> [Exercise requirements] If an entry includes an image, drop the image and copy the rest verbatim.

> [Data extract]
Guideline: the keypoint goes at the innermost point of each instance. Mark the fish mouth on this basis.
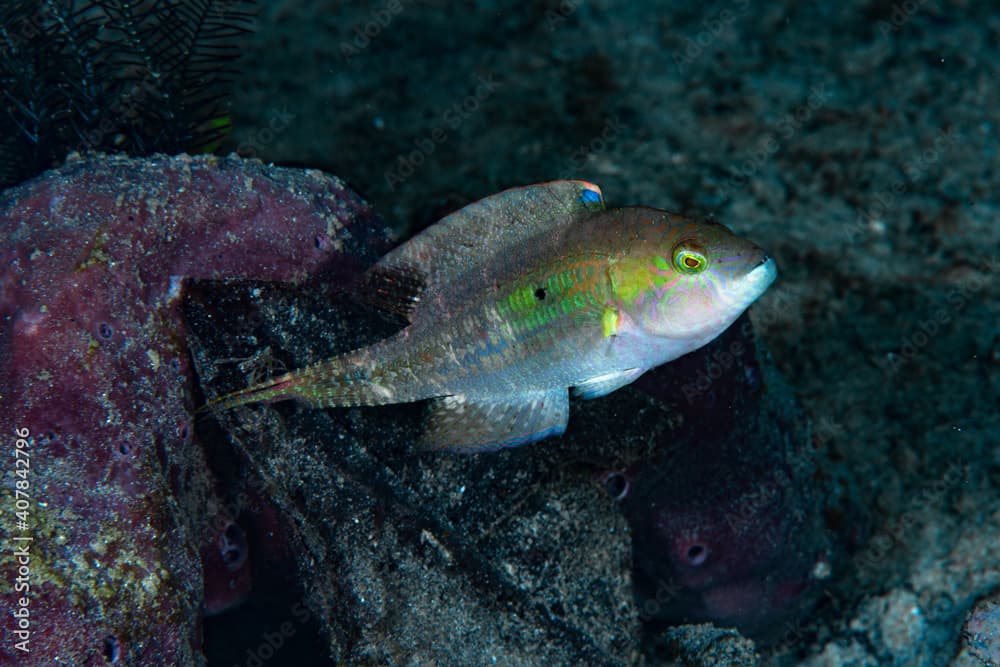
(762, 275)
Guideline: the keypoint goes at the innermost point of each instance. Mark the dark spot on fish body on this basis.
(697, 554)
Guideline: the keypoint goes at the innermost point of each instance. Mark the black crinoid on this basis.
(112, 75)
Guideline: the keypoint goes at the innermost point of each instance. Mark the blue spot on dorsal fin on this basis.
(590, 197)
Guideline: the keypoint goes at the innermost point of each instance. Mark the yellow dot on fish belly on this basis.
(609, 321)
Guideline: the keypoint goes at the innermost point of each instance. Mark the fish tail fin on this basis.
(275, 389)
(343, 381)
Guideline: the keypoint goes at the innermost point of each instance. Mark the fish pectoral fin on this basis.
(607, 383)
(395, 289)
(476, 424)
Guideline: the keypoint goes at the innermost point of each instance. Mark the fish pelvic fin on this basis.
(476, 424)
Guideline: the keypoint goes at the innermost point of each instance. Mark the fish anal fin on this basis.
(472, 425)
(607, 383)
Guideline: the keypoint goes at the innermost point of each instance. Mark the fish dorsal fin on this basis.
(472, 235)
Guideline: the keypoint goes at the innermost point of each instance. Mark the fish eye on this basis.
(689, 258)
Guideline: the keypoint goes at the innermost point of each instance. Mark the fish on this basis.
(521, 297)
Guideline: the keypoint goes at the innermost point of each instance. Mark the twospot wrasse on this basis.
(517, 298)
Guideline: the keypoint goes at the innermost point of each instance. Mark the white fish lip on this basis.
(762, 275)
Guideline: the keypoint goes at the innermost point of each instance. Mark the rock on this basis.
(96, 376)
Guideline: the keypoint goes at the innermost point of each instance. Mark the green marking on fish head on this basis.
(683, 279)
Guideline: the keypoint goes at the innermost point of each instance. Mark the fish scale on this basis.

> [Your response]
Guideline: the keypoint goes at the innermost point of each instance. Mark the fish mouth on this basis.
(762, 275)
Guideline: the keypoint goes at the innermost point of each instance. Mark the dark spot on fish body on this basis.
(697, 554)
Guideline: the keypoint goes at the innermost point of each instance. Mark the black crinoid on this basis.
(112, 75)
Guideline: the keypoint goes at the innermost point of each instance. Mark the blue spot on dorsal fin on this basis.
(590, 197)
Guideline: the keypoint goes at the innermost point of each instance. Mark the yellow dot on fish belly on this basis.
(609, 321)
Guideline: the keypoint goes at the innermost point of each instance. Mark the fish tail fin on this basis.
(275, 389)
(343, 381)
Guideline: the keypoint goes at the innermost point of each instance. Mark the fish pectoral fin on this basis.
(607, 383)
(395, 289)
(476, 424)
Guideline: the keypoint goes at the innermost point of each instance. Mark the fish pelvic fin on this basis.
(476, 424)
Guideline: the keypoint goes at the innermost point of each instance. Mark the fish anal fin on this basis.
(472, 425)
(607, 383)
Guideline: the keypoint goes at the innermost point of each instance. Mark the fish dorsal fin on this basis.
(472, 235)
Guideline: the keypoint goes at the innermost point of each instance. Mark the fish eye on this basis.
(689, 258)
Guideline: the keypoint goes at the innermost point of each instance. Mark the fish on this basis.
(521, 297)
Guideline: the keypoint goes at the innermost point of each instance. Mark the twospot wrasse on this basis.
(517, 298)
Guideline: the keypoint goes at the innermost point of each instance. Mark the white fish lip on this basis.
(762, 275)
Guideline: the keypoint goes at the innermost point of each instance. Mark the rock on this basis.
(96, 376)
Guideline: the keypoint goes at the innermost point of each instance. Mark the green marking on fish head on this basis.
(683, 279)
Guideline: the keypoint goes at the innermost point of each instance. Mark the fish scale on this basis.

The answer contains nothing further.